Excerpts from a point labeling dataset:
____
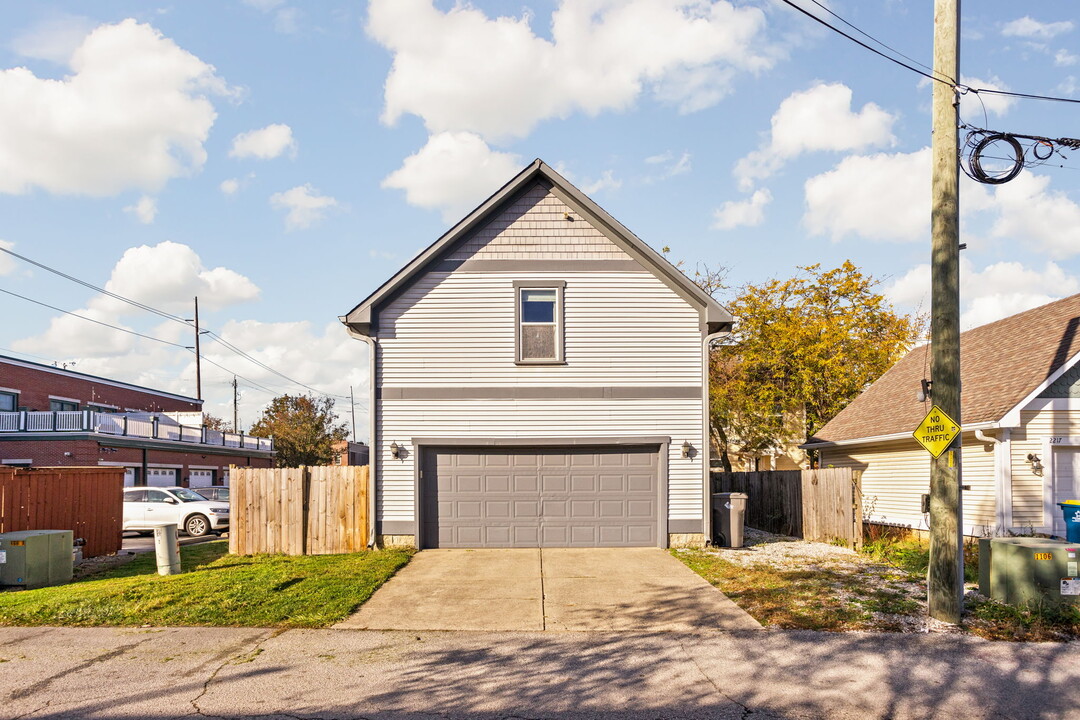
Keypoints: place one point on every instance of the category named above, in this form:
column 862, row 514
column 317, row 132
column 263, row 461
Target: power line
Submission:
column 248, row 357
column 161, row 313
column 867, row 35
column 91, row 320
column 860, row 42
column 955, row 83
column 95, row 287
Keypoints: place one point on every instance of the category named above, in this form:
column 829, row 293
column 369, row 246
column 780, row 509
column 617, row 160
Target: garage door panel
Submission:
column 497, row 484
column 612, row 508
column 555, row 508
column 551, row 497
column 527, row 484
column 557, row 484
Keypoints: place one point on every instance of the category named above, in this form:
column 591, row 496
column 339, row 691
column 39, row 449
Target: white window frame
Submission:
column 558, row 287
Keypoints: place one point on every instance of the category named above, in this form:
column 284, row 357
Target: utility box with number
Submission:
column 36, row 558
column 1018, row 570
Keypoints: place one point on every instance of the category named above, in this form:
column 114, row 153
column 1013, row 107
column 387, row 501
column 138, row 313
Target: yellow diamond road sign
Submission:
column 936, row 431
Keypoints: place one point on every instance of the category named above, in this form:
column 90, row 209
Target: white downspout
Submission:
column 706, row 480
column 1002, row 478
column 373, row 446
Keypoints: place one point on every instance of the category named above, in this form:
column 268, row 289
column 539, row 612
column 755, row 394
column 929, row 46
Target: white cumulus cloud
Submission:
column 814, row 120
column 1028, row 27
column 744, row 213
column 461, row 70
column 264, row 144
column 133, row 113
column 990, row 294
column 305, row 205
column 145, row 209
column 454, row 173
column 878, row 197
column 1031, row 215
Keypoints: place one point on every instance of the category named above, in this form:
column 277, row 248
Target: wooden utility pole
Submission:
column 198, row 355
column 945, row 574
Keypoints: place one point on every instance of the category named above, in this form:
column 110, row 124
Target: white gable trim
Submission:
column 1011, row 419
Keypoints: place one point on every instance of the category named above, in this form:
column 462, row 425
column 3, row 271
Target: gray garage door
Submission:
column 540, row 497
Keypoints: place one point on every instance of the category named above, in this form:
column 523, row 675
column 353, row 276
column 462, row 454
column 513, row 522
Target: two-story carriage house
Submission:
column 539, row 380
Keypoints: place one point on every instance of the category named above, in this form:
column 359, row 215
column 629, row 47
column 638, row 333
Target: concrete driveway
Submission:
column 584, row 589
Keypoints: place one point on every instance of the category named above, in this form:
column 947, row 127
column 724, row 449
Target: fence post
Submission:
column 856, row 507
column 306, row 494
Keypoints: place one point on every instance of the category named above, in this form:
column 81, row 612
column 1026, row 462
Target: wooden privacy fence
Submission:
column 813, row 504
column 298, row 511
column 88, row 501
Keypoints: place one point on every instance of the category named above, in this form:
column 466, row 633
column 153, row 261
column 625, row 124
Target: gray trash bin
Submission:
column 728, row 512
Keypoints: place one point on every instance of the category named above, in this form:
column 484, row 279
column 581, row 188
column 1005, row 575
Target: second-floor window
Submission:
column 539, row 323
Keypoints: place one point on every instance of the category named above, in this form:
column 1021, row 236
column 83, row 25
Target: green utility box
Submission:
column 36, row 558
column 1018, row 570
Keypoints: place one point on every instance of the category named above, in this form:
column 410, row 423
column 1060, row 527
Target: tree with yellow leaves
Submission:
column 801, row 350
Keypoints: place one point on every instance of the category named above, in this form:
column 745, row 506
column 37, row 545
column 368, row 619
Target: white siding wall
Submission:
column 458, row 329
column 896, row 474
column 406, row 419
column 1029, row 490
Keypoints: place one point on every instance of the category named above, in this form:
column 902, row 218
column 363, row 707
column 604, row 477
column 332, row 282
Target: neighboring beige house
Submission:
column 1021, row 419
column 539, row 380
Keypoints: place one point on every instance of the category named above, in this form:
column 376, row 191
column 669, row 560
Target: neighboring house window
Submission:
column 539, row 322
column 9, row 402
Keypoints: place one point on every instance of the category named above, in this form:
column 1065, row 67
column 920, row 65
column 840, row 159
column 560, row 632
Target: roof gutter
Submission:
column 374, row 447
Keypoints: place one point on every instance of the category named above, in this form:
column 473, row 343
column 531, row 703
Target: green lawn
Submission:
column 216, row 588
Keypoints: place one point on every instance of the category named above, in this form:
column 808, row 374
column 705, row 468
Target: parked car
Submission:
column 219, row 492
column 146, row 508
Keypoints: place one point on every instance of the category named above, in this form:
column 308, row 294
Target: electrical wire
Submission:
column 867, row 35
column 91, row 320
column 956, row 84
column 860, row 42
column 262, row 365
column 95, row 287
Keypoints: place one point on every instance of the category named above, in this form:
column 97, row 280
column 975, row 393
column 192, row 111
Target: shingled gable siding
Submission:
column 896, row 474
column 1028, row 488
column 455, row 329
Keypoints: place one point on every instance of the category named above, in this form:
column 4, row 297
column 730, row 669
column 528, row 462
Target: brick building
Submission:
column 53, row 417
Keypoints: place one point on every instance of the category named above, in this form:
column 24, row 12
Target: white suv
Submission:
column 146, row 508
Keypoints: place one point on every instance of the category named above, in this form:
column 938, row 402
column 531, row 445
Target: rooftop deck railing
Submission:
column 108, row 423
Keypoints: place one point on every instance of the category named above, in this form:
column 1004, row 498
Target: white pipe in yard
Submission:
column 166, row 546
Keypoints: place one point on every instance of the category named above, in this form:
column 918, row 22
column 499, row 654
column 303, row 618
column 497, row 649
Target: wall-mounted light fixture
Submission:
column 926, row 390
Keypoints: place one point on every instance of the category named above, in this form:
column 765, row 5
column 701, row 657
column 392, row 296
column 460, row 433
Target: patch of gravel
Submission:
column 785, row 553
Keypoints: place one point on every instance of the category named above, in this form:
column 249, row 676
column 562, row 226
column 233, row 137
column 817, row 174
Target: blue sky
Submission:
column 281, row 160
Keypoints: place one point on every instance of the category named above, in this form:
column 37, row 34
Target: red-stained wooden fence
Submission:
column 88, row 501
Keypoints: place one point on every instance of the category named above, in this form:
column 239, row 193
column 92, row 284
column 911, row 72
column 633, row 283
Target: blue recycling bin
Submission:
column 1070, row 510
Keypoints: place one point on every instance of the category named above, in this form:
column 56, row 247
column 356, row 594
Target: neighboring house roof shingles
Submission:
column 1001, row 364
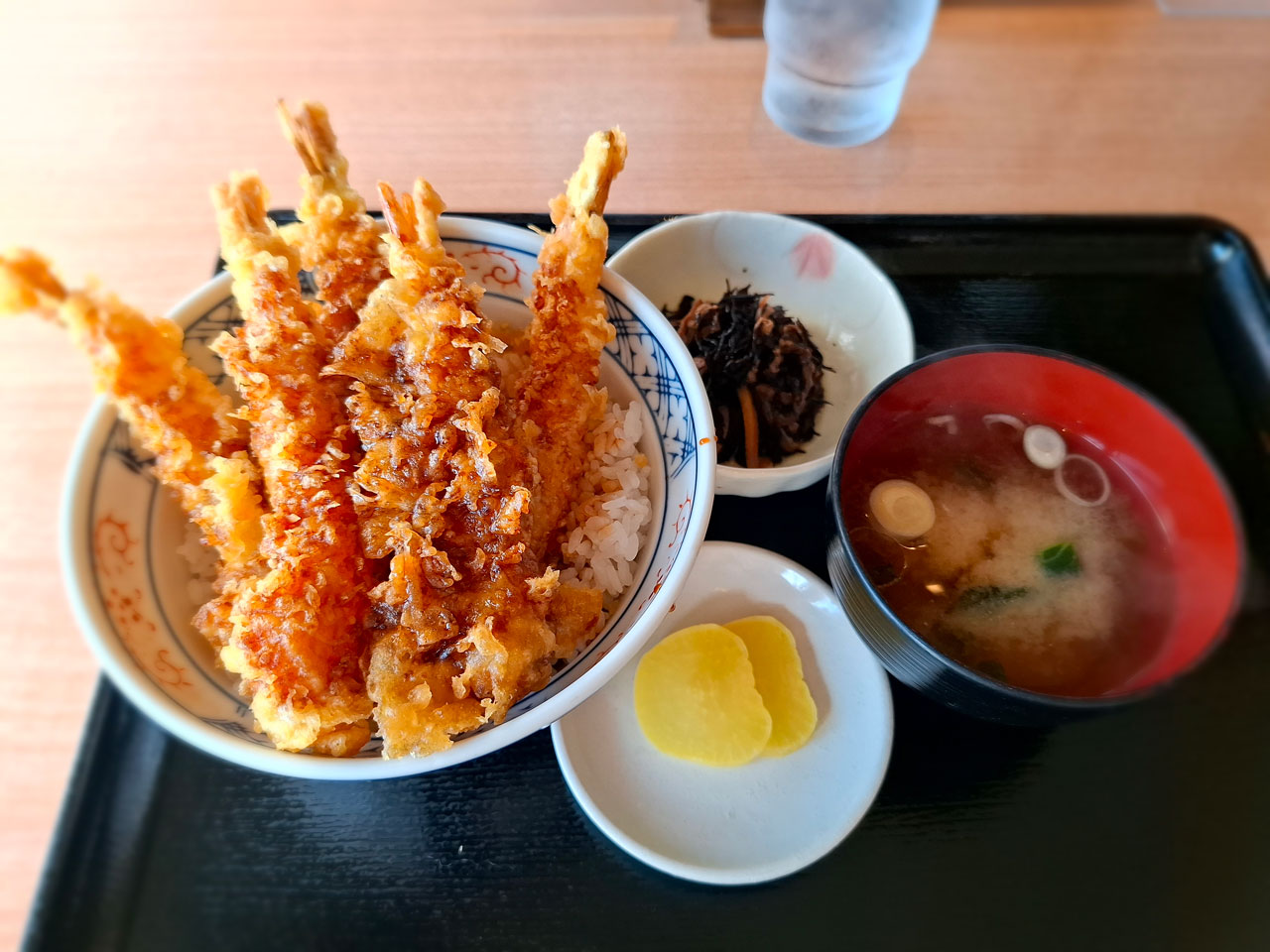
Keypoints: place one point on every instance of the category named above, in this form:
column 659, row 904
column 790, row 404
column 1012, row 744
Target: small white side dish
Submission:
____
Count the lines of the records above that contain the string "green". Reply with the number alone.

- **THE OUTPUT**: 2